* Exercise requirements
Write every line of the entries below as one string in a JSON array, one string per line, omitting blank lines.

*****

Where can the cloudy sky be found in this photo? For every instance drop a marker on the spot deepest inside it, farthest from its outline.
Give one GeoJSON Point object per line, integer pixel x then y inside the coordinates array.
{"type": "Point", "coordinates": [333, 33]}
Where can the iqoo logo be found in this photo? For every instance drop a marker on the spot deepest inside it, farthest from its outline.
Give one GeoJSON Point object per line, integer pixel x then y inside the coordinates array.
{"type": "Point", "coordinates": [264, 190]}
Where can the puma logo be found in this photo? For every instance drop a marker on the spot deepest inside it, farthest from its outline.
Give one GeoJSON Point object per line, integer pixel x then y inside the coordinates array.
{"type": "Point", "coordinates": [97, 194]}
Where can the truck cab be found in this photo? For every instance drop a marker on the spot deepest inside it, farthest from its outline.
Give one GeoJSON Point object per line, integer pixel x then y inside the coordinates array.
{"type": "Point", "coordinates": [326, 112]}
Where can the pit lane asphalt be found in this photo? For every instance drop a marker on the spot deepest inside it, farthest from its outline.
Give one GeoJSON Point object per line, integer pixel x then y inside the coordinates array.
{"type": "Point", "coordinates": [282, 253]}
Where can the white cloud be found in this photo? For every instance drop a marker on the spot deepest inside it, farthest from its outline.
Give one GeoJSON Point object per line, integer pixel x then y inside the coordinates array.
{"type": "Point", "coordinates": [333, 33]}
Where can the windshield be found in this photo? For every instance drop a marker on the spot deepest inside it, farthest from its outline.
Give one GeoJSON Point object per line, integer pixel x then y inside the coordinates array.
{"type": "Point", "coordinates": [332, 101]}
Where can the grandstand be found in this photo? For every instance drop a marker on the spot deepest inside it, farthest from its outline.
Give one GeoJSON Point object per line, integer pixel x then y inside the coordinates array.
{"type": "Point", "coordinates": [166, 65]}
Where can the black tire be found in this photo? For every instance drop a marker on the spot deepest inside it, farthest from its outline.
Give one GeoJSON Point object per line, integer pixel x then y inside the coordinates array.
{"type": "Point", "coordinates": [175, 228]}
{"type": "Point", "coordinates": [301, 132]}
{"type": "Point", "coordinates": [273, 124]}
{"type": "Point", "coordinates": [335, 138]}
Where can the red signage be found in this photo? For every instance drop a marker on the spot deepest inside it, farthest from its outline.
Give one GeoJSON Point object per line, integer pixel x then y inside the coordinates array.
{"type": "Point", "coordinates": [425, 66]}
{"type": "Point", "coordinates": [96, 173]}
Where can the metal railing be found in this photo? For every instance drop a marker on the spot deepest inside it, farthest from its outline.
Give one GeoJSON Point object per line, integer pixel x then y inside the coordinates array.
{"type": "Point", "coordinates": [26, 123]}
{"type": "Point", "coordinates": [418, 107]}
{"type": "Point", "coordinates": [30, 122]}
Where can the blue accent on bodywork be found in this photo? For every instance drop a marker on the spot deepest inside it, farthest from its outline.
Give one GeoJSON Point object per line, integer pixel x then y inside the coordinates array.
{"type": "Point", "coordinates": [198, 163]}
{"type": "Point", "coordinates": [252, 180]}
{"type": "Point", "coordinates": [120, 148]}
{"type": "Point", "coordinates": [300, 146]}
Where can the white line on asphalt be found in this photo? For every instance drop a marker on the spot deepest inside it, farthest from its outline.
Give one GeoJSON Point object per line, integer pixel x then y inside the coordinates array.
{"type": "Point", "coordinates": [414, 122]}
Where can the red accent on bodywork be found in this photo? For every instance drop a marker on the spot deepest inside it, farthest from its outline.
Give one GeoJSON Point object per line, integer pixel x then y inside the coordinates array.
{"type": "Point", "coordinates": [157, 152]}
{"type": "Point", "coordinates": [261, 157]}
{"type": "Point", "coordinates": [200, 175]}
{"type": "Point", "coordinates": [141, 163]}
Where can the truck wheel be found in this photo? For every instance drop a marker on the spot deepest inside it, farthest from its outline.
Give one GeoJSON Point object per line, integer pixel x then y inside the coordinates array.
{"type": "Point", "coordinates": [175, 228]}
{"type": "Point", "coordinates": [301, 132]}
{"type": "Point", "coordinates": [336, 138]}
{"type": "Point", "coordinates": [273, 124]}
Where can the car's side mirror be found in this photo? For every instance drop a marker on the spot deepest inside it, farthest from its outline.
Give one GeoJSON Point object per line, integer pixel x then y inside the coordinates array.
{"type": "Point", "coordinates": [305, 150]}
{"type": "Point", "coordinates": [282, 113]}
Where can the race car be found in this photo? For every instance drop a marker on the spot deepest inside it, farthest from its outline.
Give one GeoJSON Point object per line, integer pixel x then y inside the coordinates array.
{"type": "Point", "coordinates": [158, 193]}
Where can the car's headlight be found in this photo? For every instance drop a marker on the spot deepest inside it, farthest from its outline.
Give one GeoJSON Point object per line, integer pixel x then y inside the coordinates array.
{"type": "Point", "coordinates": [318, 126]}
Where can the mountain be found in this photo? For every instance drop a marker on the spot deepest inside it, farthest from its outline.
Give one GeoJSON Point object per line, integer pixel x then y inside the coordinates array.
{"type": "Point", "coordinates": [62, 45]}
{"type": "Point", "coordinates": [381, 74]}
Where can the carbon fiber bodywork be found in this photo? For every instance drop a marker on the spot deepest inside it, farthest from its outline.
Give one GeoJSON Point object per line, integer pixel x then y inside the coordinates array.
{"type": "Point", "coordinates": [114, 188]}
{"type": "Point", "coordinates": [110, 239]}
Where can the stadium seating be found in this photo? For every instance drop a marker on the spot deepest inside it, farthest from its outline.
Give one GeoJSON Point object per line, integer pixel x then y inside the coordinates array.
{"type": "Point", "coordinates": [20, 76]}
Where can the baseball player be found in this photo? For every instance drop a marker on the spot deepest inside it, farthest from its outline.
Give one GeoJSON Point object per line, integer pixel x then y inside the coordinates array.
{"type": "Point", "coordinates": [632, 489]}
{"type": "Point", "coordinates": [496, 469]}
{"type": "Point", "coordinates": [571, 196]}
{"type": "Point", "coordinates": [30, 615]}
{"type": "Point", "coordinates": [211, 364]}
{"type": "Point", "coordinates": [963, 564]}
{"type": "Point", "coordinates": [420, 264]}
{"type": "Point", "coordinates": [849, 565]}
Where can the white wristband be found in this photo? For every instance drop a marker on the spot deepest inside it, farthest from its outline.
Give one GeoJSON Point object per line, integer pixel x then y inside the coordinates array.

*****

* Exercise answer
[
  "Where can the cloudy sky be found in this photo? For every instance drop a marker on the spot deepest inside it, farthest from its outline.",
  "Give one GeoJSON Point object per line, integer pixel x then y inside the coordinates array.",
  "{\"type\": \"Point\", \"coordinates\": [333, 33]}",
  "Where can the iqoo logo be found in this photo? For every instance drop a marker on the spot deepest inside it, farthest from its outline.",
  "Give one GeoJSON Point object per line, integer pixel x then y inside the coordinates array.",
  "{\"type\": \"Point\", \"coordinates\": [264, 190]}",
  "Where can the puma logo be found in this photo? For every instance drop a marker on the spot deepest inside it, farthest from its outline.",
  "Give one GeoJSON Point object per line, integer pixel x then y inside the coordinates array.",
  "{\"type\": \"Point\", \"coordinates\": [97, 194]}",
  "Where can the truck cab be found in this photo? For every instance drop a marker on the spot deepest inside it, farthest from its outline.",
  "Give one GeoJSON Point object per line, integer pixel x then y inside the coordinates array.",
  "{\"type\": \"Point\", \"coordinates\": [326, 112]}",
  "Where can the pit lane asphalt be found in this photo? For every instance drop a marker on the spot deepest inside it, farthest from its outline.",
  "Give one GeoJSON Point object per line, integer pixel x then y inside the coordinates array.",
  "{\"type\": \"Point\", \"coordinates\": [282, 253]}",
  "Where can the white cloud be found in this photo? For every instance drop a marker on the spot deepest inside it, farthest from its outline.",
  "Give one GeoJSON Point object per line, integer pixel x then y inside the coordinates array.",
  "{\"type\": \"Point\", \"coordinates\": [333, 33]}",
  "Where can the windshield be found in this photo? For every instance drop a marker on the spot deepest inside it, farthest from its outline.",
  "Give one GeoJSON Point object per line, integer pixel x then y inside the coordinates array.",
  "{\"type\": \"Point\", \"coordinates\": [332, 101]}",
  "Where can the grandstand be found in this photo? For every instance drop a marker on the spot deepest inside it, farthest from its outline.",
  "Give one GeoJSON Point object per line, integer pixel x then y inside the coordinates array.",
  "{\"type\": \"Point\", \"coordinates\": [166, 65]}",
  "Where can the black tire be found in this photo? For every instance drop a marker on the spot deepest inside it, farthest from its outline.",
  "Give one GeoJSON Point object per line, integer pixel x then y inside the coordinates array.",
  "{\"type\": \"Point\", \"coordinates\": [175, 228]}",
  "{\"type\": \"Point\", \"coordinates\": [301, 132]}",
  "{\"type\": \"Point\", \"coordinates\": [273, 124]}",
  "{\"type\": \"Point\", \"coordinates\": [335, 138]}",
  "Where can the red signage be found in this photo? For every instance drop a marker on the spot deepest inside it, farthest from its outline.",
  "Give one GeoJSON Point object per line, integer pixel x then y inside the coordinates array.",
  "{\"type\": \"Point\", \"coordinates\": [425, 66]}",
  "{\"type\": \"Point\", \"coordinates\": [96, 173]}",
  "Where can the metal railing be found in this photo? For every instance drop a marker on the spot deepest inside it, farthest from its outline.",
  "Give one GeoJSON Point object per line, integer pixel x then y inside the coordinates array.",
  "{\"type\": \"Point\", \"coordinates\": [26, 123]}",
  "{\"type\": \"Point\", \"coordinates\": [418, 107]}",
  "{\"type\": \"Point\", \"coordinates\": [30, 122]}",
  "Where can the blue accent on bodywork be found in this photo? For every instance drop a marker on the spot deepest inside it, farthest from its outline.",
  "Give one GeoJSON Point object per line, integer pixel x then y inside the coordinates array.",
  "{\"type\": \"Point\", \"coordinates\": [198, 163]}",
  "{\"type\": \"Point\", \"coordinates\": [252, 180]}",
  "{\"type\": \"Point\", \"coordinates\": [120, 148]}",
  "{\"type\": \"Point\", \"coordinates\": [300, 146]}",
  "Where can the white line on asphalt be found in this photo? For every instance drop a marker on the spot deepest inside it, farthest from its outline.",
  "Give one GeoJSON Point object per line, integer pixel x then y inside the coordinates array.",
  "{\"type\": \"Point\", \"coordinates\": [414, 122]}",
  "Where can the red accent on bodywork be found in this photo? For every instance drop a marker on the spot deepest inside it, farthest from its outline.",
  "Give one GeoJSON Point object per line, integer pixel x then y inside the coordinates array.",
  "{\"type\": \"Point\", \"coordinates\": [157, 152]}",
  "{\"type\": \"Point\", \"coordinates\": [261, 157]}",
  "{\"type\": \"Point\", \"coordinates\": [200, 175]}",
  "{\"type\": \"Point\", \"coordinates\": [141, 163]}",
  "Where can the truck wheel be found in this photo? For every instance drop a marker on the spot deepest inside it, farthest from its outline.",
  "Give one GeoJSON Point object per line, integer pixel x then y inside the coordinates array.",
  "{\"type\": \"Point\", \"coordinates\": [175, 228]}",
  "{\"type\": \"Point\", \"coordinates\": [301, 132]}",
  "{\"type\": \"Point\", \"coordinates\": [336, 138]}",
  "{\"type\": \"Point\", \"coordinates\": [273, 124]}",
  "Where can the car's side mirror be found in this photo? For every instance drop a marker on the spot deepest inside it, farthest from its outline.",
  "Give one GeoJSON Point object per line, integer pixel x then y inside the coordinates array.",
  "{\"type\": \"Point\", \"coordinates\": [305, 150]}",
  "{\"type\": \"Point\", \"coordinates\": [282, 113]}",
  "Where can the race car be found in this photo? For every instance drop a marker on the spot deepest inside it, farthest from its outline.",
  "Give one GeoJSON Point object per line, integer pixel x then y inside the coordinates array.",
  "{\"type\": \"Point\", \"coordinates\": [158, 193]}",
  "Where can the car's headlight be found in this photo? For every instance drop a marker on the spot deepest inside it, farthest from its outline.",
  "Give one GeoJSON Point object per line, integer pixel x then y inside the coordinates array.",
  "{\"type\": \"Point\", \"coordinates\": [318, 126]}",
  "Where can the mountain be found in this photo? For every instance drop a marker on the spot deepest inside it, farthest from its outline.",
  "Give one GeoJSON Point object per line, integer pixel x then y inside the coordinates array.",
  "{\"type\": \"Point\", \"coordinates\": [62, 45]}",
  "{\"type\": \"Point\", \"coordinates\": [381, 74]}",
  "Where can the carbon fiber bodywork be found in this photo? For every instance drop a marker on the spot deepest inside it, farthest from its outline.",
  "Give one GeoJSON Point object per line, integer pixel x then y inside the coordinates array.",
  "{\"type\": \"Point\", \"coordinates\": [114, 188]}",
  "{\"type\": \"Point\", \"coordinates\": [110, 239]}",
  "Where can the stadium seating be found in this photo? For every instance drop a marker on the spot deepest inside it, farthest from its outline.",
  "Give one GeoJSON Point object per line, integer pixel x then y inside the coordinates array.",
  "{\"type\": \"Point\", \"coordinates\": [20, 76]}",
  "Where can the baseball player be found in this photo? For every instance drop a marker on the spot deepest inside it, farthest from its outline.",
  "Give one GeoJSON Point object per line, integer pixel x then y inside the coordinates array.",
  "{\"type\": \"Point\", \"coordinates\": [632, 489]}",
  "{\"type\": \"Point\", \"coordinates\": [496, 469]}",
  "{\"type\": \"Point\", \"coordinates\": [571, 196]}",
  "{\"type\": \"Point\", \"coordinates\": [30, 615]}",
  "{\"type\": \"Point\", \"coordinates\": [211, 364]}",
  "{\"type\": \"Point\", \"coordinates\": [963, 564]}",
  "{\"type\": \"Point\", \"coordinates\": [420, 264]}",
  "{\"type\": \"Point\", \"coordinates\": [849, 565]}",
  "Where can the white wristband be found in this photo? For every instance drop a marker on the spot deepest inside it, farthest from its outline.",
  "Give one GeoJSON Point object per line, integer pixel x then y inside the coordinates array."
]